━━━ RECORDS SHOWN

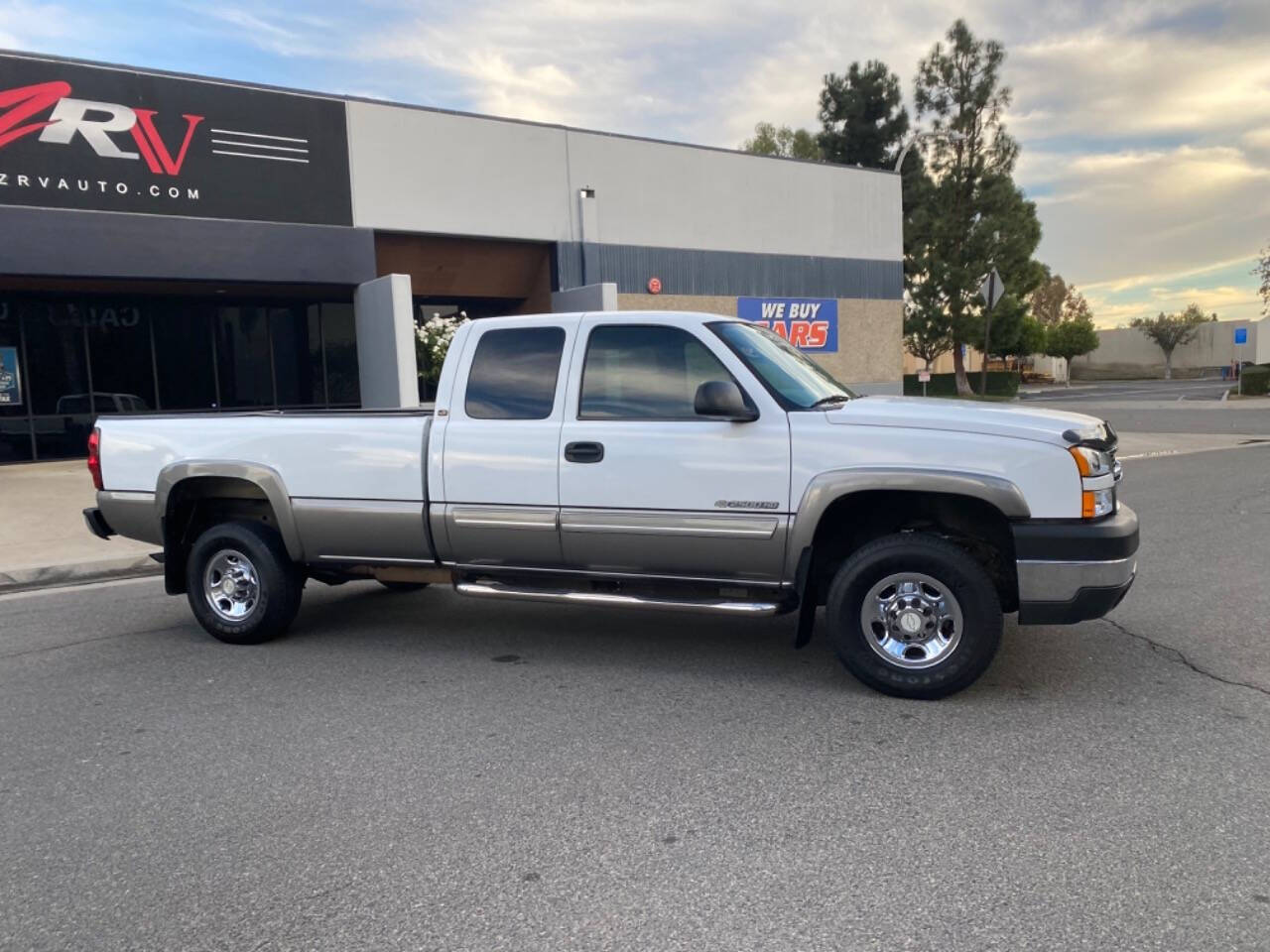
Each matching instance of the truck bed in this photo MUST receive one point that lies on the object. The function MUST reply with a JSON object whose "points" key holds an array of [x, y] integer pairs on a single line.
{"points": [[341, 485]]}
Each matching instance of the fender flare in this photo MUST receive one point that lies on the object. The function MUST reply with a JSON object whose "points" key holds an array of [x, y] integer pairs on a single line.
{"points": [[826, 489], [264, 477]]}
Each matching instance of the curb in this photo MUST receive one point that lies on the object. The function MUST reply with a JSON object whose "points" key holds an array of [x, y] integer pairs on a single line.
{"points": [[76, 572]]}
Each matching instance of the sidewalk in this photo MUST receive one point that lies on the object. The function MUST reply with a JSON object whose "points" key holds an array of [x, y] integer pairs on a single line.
{"points": [[44, 539]]}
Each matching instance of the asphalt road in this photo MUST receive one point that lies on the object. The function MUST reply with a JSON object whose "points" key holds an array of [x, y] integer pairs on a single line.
{"points": [[420, 772]]}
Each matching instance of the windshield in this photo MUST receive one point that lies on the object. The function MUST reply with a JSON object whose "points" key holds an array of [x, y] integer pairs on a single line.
{"points": [[794, 380]]}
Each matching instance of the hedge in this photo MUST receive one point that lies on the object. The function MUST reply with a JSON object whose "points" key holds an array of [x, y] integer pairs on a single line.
{"points": [[1256, 380], [1000, 384]]}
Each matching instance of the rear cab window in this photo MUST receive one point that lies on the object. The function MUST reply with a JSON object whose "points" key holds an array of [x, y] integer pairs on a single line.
{"points": [[513, 373], [644, 372]]}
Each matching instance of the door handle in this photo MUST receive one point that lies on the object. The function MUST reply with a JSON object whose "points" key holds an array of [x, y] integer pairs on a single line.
{"points": [[584, 452]]}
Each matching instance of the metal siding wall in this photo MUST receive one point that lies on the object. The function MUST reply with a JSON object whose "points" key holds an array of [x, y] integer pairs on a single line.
{"points": [[113, 245], [695, 272]]}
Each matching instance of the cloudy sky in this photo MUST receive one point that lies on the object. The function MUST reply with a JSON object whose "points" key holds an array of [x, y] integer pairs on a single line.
{"points": [[1144, 126]]}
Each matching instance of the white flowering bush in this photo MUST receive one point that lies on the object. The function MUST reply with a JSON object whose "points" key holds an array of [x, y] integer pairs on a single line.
{"points": [[432, 339]]}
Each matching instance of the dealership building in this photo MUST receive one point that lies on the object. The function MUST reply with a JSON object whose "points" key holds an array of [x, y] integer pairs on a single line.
{"points": [[187, 245]]}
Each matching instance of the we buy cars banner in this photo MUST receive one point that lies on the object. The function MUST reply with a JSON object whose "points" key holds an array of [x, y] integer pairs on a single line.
{"points": [[807, 322]]}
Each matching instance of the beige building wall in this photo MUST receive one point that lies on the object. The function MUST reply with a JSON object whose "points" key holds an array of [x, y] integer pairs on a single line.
{"points": [[1124, 352], [1053, 367], [870, 348]]}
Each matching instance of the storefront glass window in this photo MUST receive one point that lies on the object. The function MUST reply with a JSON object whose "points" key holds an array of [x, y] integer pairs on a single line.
{"points": [[66, 359], [296, 333], [340, 335], [118, 344], [55, 350], [183, 354], [16, 443], [243, 357]]}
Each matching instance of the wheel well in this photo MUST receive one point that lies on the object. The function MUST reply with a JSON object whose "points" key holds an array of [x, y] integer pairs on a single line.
{"points": [[975, 526], [198, 503]]}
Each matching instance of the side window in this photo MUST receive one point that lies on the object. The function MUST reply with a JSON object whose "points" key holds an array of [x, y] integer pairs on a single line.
{"points": [[639, 372], [513, 373]]}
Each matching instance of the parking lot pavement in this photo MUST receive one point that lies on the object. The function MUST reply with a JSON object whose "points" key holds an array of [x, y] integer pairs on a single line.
{"points": [[42, 535], [412, 772]]}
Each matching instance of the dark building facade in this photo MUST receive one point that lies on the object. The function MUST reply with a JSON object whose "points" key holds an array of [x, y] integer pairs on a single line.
{"points": [[178, 244]]}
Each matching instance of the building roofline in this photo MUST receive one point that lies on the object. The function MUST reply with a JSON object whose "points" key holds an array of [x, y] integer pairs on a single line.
{"points": [[460, 113]]}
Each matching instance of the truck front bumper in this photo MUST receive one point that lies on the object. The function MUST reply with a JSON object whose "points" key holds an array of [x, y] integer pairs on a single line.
{"points": [[1075, 570]]}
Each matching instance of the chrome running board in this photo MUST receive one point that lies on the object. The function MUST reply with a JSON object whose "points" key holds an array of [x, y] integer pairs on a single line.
{"points": [[715, 606]]}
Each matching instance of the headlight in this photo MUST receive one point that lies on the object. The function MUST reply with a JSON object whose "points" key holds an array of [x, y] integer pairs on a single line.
{"points": [[1092, 462], [1097, 502]]}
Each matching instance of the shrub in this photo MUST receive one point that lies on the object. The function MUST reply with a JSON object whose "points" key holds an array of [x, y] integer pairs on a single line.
{"points": [[1000, 384], [1256, 380]]}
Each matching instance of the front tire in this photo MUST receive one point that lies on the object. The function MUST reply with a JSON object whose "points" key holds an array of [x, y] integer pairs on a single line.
{"points": [[241, 584], [913, 616]]}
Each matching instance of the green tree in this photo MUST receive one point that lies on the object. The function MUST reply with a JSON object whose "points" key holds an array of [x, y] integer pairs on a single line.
{"points": [[1070, 338], [973, 216], [862, 121], [783, 143], [1262, 272], [1033, 336], [924, 338], [1173, 330]]}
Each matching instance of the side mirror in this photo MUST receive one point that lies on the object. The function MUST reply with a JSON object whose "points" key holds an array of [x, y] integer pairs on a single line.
{"points": [[721, 400]]}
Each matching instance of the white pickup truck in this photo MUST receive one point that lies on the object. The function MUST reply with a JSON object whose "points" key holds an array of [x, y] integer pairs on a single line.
{"points": [[645, 460]]}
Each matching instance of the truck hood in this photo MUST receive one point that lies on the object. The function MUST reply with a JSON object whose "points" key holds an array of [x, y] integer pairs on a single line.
{"points": [[970, 416]]}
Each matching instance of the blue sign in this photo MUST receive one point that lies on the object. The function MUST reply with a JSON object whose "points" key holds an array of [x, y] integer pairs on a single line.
{"points": [[10, 380], [807, 322]]}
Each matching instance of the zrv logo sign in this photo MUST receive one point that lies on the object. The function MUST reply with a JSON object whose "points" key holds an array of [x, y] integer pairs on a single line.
{"points": [[93, 121], [807, 322], [111, 140]]}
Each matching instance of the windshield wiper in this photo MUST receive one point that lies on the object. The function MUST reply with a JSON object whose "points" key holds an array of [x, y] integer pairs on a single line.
{"points": [[830, 399]]}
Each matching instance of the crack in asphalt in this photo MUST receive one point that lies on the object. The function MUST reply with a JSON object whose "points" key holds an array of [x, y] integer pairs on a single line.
{"points": [[1184, 660]]}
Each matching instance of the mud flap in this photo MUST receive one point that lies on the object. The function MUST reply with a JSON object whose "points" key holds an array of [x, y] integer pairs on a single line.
{"points": [[807, 599]]}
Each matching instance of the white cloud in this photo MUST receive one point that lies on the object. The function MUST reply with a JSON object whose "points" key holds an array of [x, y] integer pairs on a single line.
{"points": [[26, 26]]}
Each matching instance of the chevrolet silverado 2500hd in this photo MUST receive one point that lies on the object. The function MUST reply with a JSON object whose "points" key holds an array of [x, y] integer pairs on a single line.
{"points": [[659, 460]]}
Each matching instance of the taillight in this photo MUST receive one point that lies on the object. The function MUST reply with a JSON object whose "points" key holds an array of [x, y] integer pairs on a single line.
{"points": [[94, 457]]}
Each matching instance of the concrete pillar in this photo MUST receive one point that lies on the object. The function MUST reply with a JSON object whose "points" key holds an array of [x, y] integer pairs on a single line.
{"points": [[589, 298], [385, 343], [588, 223]]}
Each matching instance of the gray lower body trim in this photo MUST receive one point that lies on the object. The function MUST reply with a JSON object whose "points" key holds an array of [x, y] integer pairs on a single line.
{"points": [[495, 589], [486, 569], [1062, 581], [703, 526], [131, 515], [502, 535], [339, 529], [739, 547]]}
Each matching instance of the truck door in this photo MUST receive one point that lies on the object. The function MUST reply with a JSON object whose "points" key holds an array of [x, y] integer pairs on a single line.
{"points": [[651, 488], [502, 442]]}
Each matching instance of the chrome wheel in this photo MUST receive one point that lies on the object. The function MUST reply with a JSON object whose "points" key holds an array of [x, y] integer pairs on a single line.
{"points": [[231, 585], [911, 620]]}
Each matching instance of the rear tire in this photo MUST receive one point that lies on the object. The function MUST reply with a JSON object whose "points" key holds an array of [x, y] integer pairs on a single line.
{"points": [[913, 616], [403, 585], [241, 585]]}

━━━━━━

- **EXERCISE**: Repeat, without changes, every line from the one that contains "Each matching instance of the rear tire" through the final line of the data.

- **THE ANSWER**:
Each matching instance of the rear tire in this photo MUST receive one point that lies on the object. The function MUST reply with a JSON object whose "points" key holds an array of [x, y] integer pairs on a single line.
{"points": [[913, 616], [403, 585], [241, 585]]}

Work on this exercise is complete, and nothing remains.